In verse 3 the Word is boldly identified with the connecting link that imparts life to all beings and unites them with one another, the metaontic undercurrent that imparts harmony to the entire universe and in the already quoted text 44 is considered to have its ground in Nonbeing rather than in Being. By a sort of two-way relationship the Supreme Principle is said to have drawn forth the Word from the bosom of the Word; the Word is not other than her Source: the Father and the Daughter are one and yet He has begotten Her.

Verse 4 recalls to our minds the support of the universe, the skambha who, while dwelling simultaneously in heaven and on earth, upholds them both and keeps them separate. Cosmic Order is neither created nor uncreated. It is not created, for if it were it could not reside in God; nor is it uncreated, for in that event the Supreme and rita would be identical and there would be no freedom or room for decision in the Ultimate.

Verse 5 contains a profound and enigmatic note: the poet invokes Brhaspati, the Lord of the Sacred Word, “born from nothingness but ascended on high,” as the supreme and ultimate divinity.

The latter half of this verse and the following two verses extol the power and wisdom of the poet-sage as being so great that he even enhances the lustre of the “ancient God” (the Sun?). He alone among those born on earth is wakeful before the Sun rises (v. 6). Verse 7 shows in a similar way the power of the priest, “friend of the Gods,” of whom Atharvan and Brhaspati are, respectively, the human and divine prototypes. Through the mediatorship of the priest Man can rise up from his earthly condition and attain divine freedom.
################
- _SET TASK_
Copy out the whole passage on the Word and Cosmic Order word for word. The rows that come next are not needed.

Dataset rows:
################
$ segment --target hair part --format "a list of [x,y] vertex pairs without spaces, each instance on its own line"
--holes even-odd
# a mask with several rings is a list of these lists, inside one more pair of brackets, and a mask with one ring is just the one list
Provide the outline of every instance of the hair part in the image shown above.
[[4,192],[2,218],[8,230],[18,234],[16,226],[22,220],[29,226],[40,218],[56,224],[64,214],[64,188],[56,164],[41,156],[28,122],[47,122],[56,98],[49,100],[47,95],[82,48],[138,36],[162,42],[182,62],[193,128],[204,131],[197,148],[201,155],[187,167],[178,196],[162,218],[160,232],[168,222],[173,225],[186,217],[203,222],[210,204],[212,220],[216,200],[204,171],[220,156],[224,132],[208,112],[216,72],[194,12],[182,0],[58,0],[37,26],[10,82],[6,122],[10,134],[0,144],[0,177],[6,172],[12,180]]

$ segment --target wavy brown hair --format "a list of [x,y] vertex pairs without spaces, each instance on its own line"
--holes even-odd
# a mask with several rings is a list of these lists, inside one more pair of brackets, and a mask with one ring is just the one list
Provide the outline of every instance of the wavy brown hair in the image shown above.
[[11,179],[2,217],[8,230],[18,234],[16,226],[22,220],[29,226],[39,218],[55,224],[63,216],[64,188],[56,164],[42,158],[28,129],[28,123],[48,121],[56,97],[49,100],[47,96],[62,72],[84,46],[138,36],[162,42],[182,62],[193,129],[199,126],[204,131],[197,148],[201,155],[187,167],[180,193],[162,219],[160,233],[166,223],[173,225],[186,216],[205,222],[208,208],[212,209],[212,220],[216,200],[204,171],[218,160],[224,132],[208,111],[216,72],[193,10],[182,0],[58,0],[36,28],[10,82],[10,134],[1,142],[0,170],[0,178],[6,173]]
################
- _ANSWER FOR THE TASK_
In verse 3 the Word is boldly identified with the connecting link that imparts life to all beings and unites them with one another, the metaontic undercurrent that imparts harmony to the entire universe and in the already quoted text 44 is considered to have its ground in Nonbeing rather than in Being. By a sort of two-way relationship the Supreme Principle is said to have drawn forth the Word from the bosom of the Word; the Word is not other than her Source: the Father and the Daughter are one and yet He has begotten Her.

Verse 4 recalls to our minds the support of the universe, the skambha who, while dwelling simultaneously in heaven and on earth, upholds them both and keeps them separate. Cosmic Order is neither created nor uncreated. It is not created, for if it were it could not reside in God; nor is it uncreated, for in that event the Supreme and rita would be identical and there would be no freedom or room for decision in the Ultimate.

Verse 5 contains a profound and enigmatic note: the poet invokes Brhaspati, the Lord of the Sacred Word, “born from nothingness but ascended on high,” as the supreme and ultimate divinity.

The latter half of this verse and the following two verses extol the power and wisdom of the poet-sage as being so great that he even enhances the lustre of the “ancient God” (the Sun?). He alone among those born on earth is wakeful before the Sun rises (v. 6). Verse 7 shows in a similar way the power of the priest, “friend of the Gods,” of whom Atharvan and Brhaspati are, respectively, the human and divine prototypes. Through the mediatorship of the priest Man can rise up from his earthly condition and attain divine freedom.